▶ **TASK DETAILS**
The expected response is a copy of every line in the entries below that includes the word "goal".

▶ **WORKING DATA**

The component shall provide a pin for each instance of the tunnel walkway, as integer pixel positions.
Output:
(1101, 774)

...

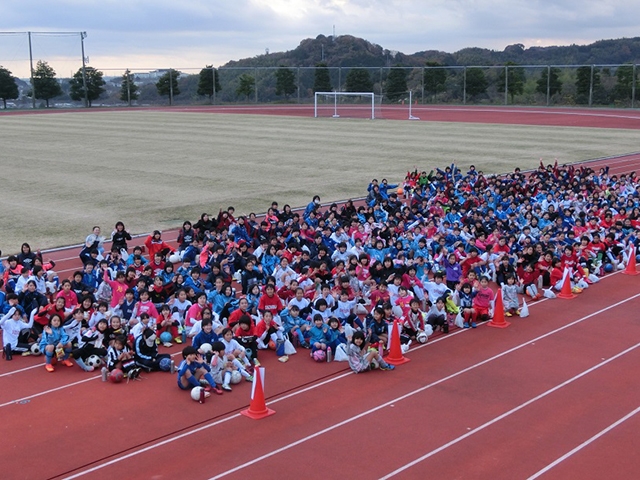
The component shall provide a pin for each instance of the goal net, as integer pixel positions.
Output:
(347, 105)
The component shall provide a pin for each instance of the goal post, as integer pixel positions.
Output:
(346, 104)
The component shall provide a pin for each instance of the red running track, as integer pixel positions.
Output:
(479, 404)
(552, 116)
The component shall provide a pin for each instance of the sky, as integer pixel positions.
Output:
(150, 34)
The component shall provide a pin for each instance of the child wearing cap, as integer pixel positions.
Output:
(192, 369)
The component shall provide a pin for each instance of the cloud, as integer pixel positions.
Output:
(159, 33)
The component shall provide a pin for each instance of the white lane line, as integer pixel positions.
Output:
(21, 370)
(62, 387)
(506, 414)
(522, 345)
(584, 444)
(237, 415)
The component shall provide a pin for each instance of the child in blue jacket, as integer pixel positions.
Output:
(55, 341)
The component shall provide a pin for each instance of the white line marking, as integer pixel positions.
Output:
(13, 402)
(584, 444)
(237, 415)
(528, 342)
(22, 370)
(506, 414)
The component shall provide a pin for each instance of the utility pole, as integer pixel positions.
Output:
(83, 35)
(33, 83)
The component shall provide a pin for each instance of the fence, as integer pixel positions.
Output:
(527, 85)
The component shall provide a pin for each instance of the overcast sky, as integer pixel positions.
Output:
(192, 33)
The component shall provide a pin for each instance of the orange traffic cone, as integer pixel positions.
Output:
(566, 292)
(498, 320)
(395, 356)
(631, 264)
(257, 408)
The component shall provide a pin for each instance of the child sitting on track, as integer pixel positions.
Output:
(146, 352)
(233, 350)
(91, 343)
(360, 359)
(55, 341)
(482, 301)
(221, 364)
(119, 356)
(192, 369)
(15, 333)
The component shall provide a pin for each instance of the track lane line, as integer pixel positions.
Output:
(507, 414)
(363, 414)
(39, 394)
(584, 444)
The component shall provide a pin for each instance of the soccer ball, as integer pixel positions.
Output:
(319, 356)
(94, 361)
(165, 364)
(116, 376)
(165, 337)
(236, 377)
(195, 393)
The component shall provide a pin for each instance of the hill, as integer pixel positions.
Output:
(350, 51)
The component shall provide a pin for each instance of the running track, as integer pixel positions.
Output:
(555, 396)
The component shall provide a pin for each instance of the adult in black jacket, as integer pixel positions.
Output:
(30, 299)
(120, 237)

▶ **THE COMPLETED TASK**
The component shall provide a pin for each instance of the goal net, as integer pixel positions.
The component shall provide a pin for each instance of the goal post, as integer pixel positions.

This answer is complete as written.